#### Task instructions:
Word for word, copy all of the entries.

#### Extracted data:
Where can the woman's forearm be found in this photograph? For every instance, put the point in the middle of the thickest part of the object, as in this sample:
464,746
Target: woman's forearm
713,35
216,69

#### Reply to the exercise:
Where can the woman's forearm be found in this photograph? For every instance, put the point in the middle of the thickest part of the object, as in this sample:
464,746
Target: woman's forearm
713,35
216,69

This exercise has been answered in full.